__Document__:
My Top 100 Songs of 2009 – 70-61

Today I continue my ten-part series showcasing my personal picks for the best songs of last year.

70. Miley Cyrus – Party In the USA

“Seriously?”  Yes, dude, seriously.  You know why people hate this song?  Because Miley sings it.  That’s the only reason.  Any other reason and you have no soul.  Why?  Have you listened to this song?  It’s fucking awesome.  Seriously.  And Hannah Montana had nothing to do with its awesomeness.  That crunchy bass line?  That banging beat?  And the melody is pop gold.  I mean, it’s not like Miley had anything to do with the songwriting and production – she didn’t.  She just sings.  And the Auto-Tune makes her sound like sweet, sweet candy.  Seriously. So stop pretending like you don’t love this song just because 14-year-old girls do, too.  They’re not always wrong.  Sponge Bob is still awesome.

For those of you still willing to lie and say you hate this song, and you don’t crank it when no one’s looking, nodding your head like yeah, moving your hips like yeah, let me ask you this: do you even like music? Seriously.

__Things to do__:
A: In the post, list every sentence that ends with a question mark in the paragraph that begins "“Seriously?”  Yes, dude, seriously."
B: State how many lines of the entries contain the word "granite", giving the number alone.

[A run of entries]
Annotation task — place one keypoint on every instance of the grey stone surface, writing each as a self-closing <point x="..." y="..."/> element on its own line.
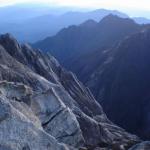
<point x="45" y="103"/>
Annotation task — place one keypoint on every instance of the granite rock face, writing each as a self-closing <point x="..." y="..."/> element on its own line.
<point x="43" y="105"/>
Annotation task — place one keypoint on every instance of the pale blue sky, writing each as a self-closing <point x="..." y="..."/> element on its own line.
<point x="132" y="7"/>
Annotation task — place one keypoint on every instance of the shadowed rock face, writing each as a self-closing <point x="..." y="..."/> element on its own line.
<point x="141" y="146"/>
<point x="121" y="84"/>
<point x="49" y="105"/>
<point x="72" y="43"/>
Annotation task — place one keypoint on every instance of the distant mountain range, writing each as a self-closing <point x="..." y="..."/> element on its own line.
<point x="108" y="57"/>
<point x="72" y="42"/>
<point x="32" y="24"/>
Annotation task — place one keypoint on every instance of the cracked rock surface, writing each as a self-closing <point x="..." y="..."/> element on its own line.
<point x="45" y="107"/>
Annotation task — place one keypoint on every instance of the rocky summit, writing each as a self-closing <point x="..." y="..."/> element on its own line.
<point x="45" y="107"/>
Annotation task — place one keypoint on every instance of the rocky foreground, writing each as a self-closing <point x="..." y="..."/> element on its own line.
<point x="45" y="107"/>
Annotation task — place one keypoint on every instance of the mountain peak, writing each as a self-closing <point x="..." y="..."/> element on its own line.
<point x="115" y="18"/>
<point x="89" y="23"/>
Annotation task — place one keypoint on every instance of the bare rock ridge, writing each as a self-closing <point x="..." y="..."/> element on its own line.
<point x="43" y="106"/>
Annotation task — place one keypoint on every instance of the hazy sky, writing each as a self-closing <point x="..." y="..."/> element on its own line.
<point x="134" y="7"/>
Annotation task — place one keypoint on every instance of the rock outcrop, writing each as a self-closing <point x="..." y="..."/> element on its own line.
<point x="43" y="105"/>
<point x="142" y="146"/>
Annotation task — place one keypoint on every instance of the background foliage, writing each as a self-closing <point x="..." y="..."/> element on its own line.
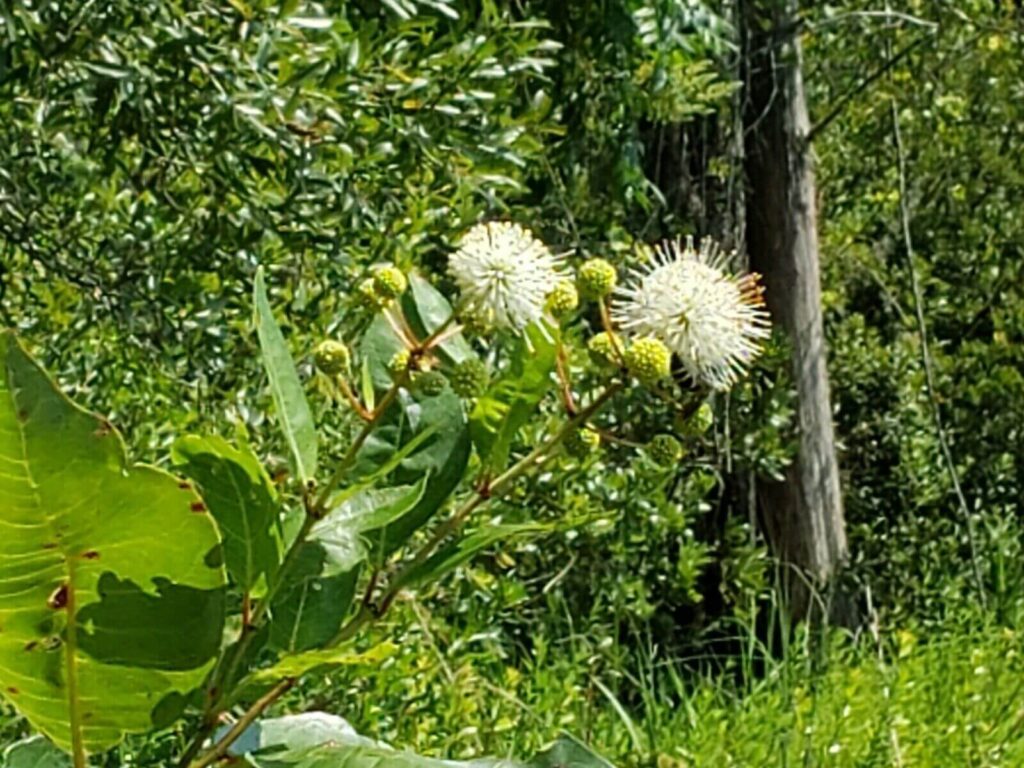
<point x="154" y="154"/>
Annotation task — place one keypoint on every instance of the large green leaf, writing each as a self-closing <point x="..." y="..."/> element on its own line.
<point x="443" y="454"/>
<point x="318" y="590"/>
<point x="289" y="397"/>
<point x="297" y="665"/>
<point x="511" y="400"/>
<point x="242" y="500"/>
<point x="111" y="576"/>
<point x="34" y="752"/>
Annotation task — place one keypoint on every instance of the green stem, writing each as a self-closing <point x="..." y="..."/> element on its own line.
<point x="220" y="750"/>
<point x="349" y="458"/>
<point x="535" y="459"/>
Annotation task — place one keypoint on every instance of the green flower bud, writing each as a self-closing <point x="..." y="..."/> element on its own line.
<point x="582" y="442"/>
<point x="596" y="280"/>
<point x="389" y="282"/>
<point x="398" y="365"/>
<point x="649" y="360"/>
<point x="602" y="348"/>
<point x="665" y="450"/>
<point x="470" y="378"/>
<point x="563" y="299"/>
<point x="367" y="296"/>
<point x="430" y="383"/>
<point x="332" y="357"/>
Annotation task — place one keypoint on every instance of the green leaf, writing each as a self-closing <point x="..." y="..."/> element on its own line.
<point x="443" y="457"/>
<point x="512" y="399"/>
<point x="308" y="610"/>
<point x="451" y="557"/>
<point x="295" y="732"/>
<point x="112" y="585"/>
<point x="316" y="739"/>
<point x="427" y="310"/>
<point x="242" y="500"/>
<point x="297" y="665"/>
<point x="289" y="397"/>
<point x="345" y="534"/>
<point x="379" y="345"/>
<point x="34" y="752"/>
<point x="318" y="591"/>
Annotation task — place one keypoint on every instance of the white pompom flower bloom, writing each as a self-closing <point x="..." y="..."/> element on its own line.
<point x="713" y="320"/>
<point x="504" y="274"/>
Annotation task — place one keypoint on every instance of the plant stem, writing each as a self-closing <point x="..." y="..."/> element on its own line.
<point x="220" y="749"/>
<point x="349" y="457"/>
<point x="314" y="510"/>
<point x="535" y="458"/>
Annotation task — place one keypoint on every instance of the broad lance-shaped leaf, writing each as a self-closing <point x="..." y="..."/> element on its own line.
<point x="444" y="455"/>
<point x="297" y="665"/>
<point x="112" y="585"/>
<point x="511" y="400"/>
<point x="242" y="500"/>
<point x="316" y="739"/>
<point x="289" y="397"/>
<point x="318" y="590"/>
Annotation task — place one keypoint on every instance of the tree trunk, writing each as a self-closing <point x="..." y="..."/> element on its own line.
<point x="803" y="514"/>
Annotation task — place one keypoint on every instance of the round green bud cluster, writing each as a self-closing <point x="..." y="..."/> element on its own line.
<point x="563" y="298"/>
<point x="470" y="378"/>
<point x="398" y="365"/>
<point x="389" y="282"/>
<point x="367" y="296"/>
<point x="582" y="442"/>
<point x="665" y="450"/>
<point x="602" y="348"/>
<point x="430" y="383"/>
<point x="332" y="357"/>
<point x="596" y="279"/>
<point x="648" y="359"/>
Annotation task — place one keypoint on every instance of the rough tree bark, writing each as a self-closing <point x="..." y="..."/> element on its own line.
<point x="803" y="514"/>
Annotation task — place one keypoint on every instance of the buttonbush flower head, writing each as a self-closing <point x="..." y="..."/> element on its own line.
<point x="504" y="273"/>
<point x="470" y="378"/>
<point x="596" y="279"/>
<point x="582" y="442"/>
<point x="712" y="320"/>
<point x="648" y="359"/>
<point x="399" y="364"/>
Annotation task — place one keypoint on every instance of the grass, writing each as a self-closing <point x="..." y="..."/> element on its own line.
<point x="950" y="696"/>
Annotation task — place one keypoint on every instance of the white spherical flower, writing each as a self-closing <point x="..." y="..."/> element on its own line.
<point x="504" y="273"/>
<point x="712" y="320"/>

__The replies__:
A:
- “Seriously?”
- You know why people hate this song?
- Why?
- Have you listened to this song?
- That crunchy bass line?
- That banging beat?

B: 1